**About this task**
Everything from the line containing "of the vegetation" through the end of the entries should be transcribed exactly. Leave out all other lines.
Listed entries: Begin
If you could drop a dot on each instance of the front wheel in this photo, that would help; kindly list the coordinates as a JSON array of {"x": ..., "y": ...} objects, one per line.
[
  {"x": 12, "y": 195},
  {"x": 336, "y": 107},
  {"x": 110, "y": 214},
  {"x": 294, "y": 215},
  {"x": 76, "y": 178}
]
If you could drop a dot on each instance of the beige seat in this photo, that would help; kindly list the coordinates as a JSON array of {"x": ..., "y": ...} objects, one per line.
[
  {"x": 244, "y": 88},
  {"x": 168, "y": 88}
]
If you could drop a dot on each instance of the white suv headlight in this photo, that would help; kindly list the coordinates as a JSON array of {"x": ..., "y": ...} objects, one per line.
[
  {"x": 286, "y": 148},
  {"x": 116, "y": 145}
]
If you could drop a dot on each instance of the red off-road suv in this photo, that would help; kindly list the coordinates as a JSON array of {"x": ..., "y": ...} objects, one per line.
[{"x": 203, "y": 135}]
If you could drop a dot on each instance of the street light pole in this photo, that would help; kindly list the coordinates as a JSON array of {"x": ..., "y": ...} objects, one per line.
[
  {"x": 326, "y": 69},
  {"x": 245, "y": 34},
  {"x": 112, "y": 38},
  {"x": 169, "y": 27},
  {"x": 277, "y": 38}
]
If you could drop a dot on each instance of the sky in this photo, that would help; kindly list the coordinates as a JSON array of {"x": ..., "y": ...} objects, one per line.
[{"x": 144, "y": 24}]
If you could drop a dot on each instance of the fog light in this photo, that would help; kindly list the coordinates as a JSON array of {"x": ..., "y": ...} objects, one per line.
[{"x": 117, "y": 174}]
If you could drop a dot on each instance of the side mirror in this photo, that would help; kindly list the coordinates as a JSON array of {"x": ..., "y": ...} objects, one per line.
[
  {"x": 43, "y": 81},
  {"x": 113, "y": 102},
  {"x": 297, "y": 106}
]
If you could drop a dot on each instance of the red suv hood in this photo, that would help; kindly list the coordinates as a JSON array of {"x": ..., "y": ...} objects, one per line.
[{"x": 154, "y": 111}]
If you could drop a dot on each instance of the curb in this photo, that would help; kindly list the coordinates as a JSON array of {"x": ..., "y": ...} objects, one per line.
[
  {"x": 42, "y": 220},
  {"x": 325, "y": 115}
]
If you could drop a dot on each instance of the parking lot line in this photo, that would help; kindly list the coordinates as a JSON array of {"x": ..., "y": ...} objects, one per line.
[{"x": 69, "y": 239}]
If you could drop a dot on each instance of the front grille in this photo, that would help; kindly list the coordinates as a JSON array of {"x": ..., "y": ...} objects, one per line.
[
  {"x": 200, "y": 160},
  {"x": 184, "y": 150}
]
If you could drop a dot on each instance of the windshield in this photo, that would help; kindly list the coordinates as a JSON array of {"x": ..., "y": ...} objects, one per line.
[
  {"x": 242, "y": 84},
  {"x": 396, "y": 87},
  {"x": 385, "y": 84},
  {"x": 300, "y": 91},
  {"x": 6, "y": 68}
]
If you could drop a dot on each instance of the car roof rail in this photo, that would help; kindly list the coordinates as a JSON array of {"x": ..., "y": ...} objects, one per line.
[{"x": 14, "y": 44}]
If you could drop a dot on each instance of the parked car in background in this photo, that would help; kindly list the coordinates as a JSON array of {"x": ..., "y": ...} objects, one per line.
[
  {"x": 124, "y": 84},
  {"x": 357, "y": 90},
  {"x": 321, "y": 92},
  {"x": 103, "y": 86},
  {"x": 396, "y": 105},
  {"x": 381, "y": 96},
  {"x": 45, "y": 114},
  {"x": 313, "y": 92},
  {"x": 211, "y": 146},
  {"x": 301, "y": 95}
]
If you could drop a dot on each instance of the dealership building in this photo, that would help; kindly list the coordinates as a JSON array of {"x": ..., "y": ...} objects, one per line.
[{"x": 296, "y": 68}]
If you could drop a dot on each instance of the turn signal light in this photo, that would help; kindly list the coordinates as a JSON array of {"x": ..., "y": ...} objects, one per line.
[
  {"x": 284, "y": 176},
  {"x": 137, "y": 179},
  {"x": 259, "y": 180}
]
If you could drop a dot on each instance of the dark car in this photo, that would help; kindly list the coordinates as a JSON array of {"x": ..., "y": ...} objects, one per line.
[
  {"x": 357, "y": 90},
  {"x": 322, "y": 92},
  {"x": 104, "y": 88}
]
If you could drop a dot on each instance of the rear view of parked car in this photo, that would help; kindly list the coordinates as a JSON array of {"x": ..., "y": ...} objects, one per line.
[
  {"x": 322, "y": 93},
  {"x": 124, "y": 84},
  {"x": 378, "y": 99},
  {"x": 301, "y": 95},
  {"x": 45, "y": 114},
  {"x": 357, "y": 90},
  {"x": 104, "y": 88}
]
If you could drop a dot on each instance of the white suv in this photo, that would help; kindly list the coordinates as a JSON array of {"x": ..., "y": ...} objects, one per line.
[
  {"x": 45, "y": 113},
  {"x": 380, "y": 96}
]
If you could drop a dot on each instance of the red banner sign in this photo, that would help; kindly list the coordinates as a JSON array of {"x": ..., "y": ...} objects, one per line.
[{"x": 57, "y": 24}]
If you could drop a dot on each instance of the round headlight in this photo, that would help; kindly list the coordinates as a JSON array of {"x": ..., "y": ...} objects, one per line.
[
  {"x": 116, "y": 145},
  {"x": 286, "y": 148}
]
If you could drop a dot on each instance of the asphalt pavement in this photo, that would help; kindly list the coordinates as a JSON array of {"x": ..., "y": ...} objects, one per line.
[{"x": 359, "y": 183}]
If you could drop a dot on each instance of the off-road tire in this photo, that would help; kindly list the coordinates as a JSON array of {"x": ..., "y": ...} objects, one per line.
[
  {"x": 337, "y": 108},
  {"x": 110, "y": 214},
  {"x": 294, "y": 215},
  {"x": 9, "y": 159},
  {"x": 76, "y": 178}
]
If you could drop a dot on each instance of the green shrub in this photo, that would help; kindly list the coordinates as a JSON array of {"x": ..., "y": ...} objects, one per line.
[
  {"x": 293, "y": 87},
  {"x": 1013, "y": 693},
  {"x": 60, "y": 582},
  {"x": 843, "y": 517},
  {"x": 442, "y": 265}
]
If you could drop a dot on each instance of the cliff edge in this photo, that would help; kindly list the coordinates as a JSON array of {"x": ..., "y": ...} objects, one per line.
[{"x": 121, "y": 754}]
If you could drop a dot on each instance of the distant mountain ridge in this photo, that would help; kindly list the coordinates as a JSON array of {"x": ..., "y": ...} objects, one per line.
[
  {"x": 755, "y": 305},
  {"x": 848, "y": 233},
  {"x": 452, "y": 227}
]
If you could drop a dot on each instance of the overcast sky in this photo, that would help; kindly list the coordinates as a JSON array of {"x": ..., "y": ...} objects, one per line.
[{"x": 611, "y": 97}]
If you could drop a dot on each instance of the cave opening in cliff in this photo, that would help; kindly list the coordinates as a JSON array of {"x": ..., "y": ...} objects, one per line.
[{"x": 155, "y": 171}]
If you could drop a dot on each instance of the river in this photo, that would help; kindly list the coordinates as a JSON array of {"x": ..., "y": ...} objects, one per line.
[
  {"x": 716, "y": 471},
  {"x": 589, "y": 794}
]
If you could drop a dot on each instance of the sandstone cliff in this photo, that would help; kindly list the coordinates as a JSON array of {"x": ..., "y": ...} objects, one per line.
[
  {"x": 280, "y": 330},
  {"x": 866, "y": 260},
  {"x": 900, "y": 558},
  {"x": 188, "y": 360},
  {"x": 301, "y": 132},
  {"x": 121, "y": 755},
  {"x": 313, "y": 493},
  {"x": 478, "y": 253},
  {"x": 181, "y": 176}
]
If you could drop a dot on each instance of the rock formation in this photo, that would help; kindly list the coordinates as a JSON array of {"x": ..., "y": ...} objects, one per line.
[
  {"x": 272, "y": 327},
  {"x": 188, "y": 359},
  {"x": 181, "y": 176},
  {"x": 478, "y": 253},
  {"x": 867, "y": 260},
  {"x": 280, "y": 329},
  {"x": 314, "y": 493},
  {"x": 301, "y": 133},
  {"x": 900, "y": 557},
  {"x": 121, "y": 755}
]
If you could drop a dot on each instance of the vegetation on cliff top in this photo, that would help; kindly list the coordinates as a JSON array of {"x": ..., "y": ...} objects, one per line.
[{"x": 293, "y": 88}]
Listed entries: End
**Task response**
If you could drop a dot on each instance of the vegetation on cliff top in this photo, that would help; kindly list the coordinates as a JSON array of {"x": ..., "y": ...} objects, one per line.
[{"x": 293, "y": 88}]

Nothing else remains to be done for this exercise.